• Texte fourni
=-=-=-=-=
Responsable de la chronique : Michel Gourgues, o.p.
Le psalmiste

Psaume 128 (127) Prospérité de l’homme relié à Dieu

Imprimer Par Christian Eeckhout, o.p.

1- Cantique des montées.
Heureux ceux qui craignent Yahvé
et marchent dans ses voies !

2- Du labeur de tes mains tu te nourriras,
heur et bonheur pour toi !

3- Ton épouse : une vigne fructueuse
au cœur de ta maison.                                                                                                                     Tes fils : des plants d’olivier
à l’entour de la table.
4- Voilà de quels biens sera béni
l’homme qui craint Yahvé.

5- Que Yahvé te bénisse de Sion !
Puisses-tu voir Jérusalem dans le bonheur
tous les jours de ta vie,
et voir les fils de tes fils !

6- Paix sur Israël !

Traduit par © La Bible de Jérusalem, Éditions du Cerf, Paris 1997

Des vœux personnalisés qui s’étendent à la famille, à la ville de Jérusalem et à la Terre sainte, qui les refuserait en ce temps où les trois sont secouées, sinon en pleine évolution ? Mais leur réalisation répétée aux versets 1 et 4 est fonction de la « crainte de Dieu », c’est-à-dire de l’accomplissement de tous ses devoirs à l’égard de Dieu et du prochain. Le bonheur familial ou domestique est un bien, une bénédiction pour celui qui vit relié à Dieu et « marche dans ses voies » c’est-à-dire n’oublie pas le sens religieux de sa vie issue de Lui, autrement dit : qui met le Seigneur au centre.

La bénédiction souhaitée ou reçue de Dieu s’apparente habituellement à une bonne santé, à la fécondité et la prospérité, ce que déploie notre psaume au niveau du travail et de la famille aux versets 2 et 3. La bénédiction advient comme récompense de la justice morale (pour le juste au Ps 5,13; l’homme au cœur pur du Ps 24,4-5 et celui qui a pitié ou prête du Ps 37,26) et de la fidélité religieuse (Ps 115,13-14 dit la même croissance familiale que Ps 128). 

Nous avons ici le genre littéraire didactique: un psaume de circonstance particulière. Il s’agit d’une bénédiction personnelle, qui fait l’éloge du croyant en des paroles positives chargées d’effets heureux et de bienfaits concrets, allant jusqu’à la paix du vivre ensemble et l’intégrité ou la plénitude, que l’on appelle parfois « sécurité » de manière réductrice, au lieu de sérénité et de bien ultime que le peuple espère. 

Au plan de sa structure, le Ps 128 se présente en deux parties : v. 1-3 et 4-6. Chacune contient des énoncés en style direct (v.2-3, 5-6) et en style indirect (v.1 et 4). La première  partie exprime le bonheur yahviste du juste en son labeur manuel (v.2a) et en sa famille (v.3).  La seconde partie exprime le bonheur du juste en sa longévité terrestre (v.5 et 6a) et en sa région (v.6b), ici énoncée en une formule de bénédiction rituelle qui exalte le fait de « voir » se réaliser ces bienfaits : pour Jérusalem (5b) et pour les petits fils (6a).
=-=-=-=-=
• Consigne a
Convertissez toutes les lignes des enregistrements ci-dessous en un tableau Markdown à deux colonnes, « N° » pour le numéro de ligne et « Ligne » pour son contenu, en omettant les lignes vides.

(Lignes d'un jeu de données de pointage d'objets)
=-=-=-=-=
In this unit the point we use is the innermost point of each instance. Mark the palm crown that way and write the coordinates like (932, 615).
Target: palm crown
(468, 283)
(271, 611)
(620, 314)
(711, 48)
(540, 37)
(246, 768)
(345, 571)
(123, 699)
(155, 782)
=-=-=-=-=
• Consigne b
D'après le commentaire du Psaume 128, de quoi dépend la réalisation des vœux exprimés dans le psaume, et que faut-il entendre par cette condition ?

• Réponse attendue a
| N° | Ligne |
|---|---|
| 1 | In this unit the point we use is the innermost point of each instance. Mark the palm crown that way and write the coordinates like (932, 615). |
| 2 | Target: palm crown |
| 3 | (468, 283) |
| 4 | (271, 611) |
| 5 | (620, 314) |
| 6 | (711, 48) |
| 7 | (540, 37) |
| 8 | (246, 768) |
| 9 | (345, 571) |
| 10 | (123, 699) |
| 11 | (155, 782) |

• Réponse attendue b
La réalisation de ces vœux, répétée aux versets 1 et 4, est fonction de la « crainte de Dieu ». Celle-ci désigne l'accomplissement de tous ses devoirs à l'égard de Dieu et du prochain.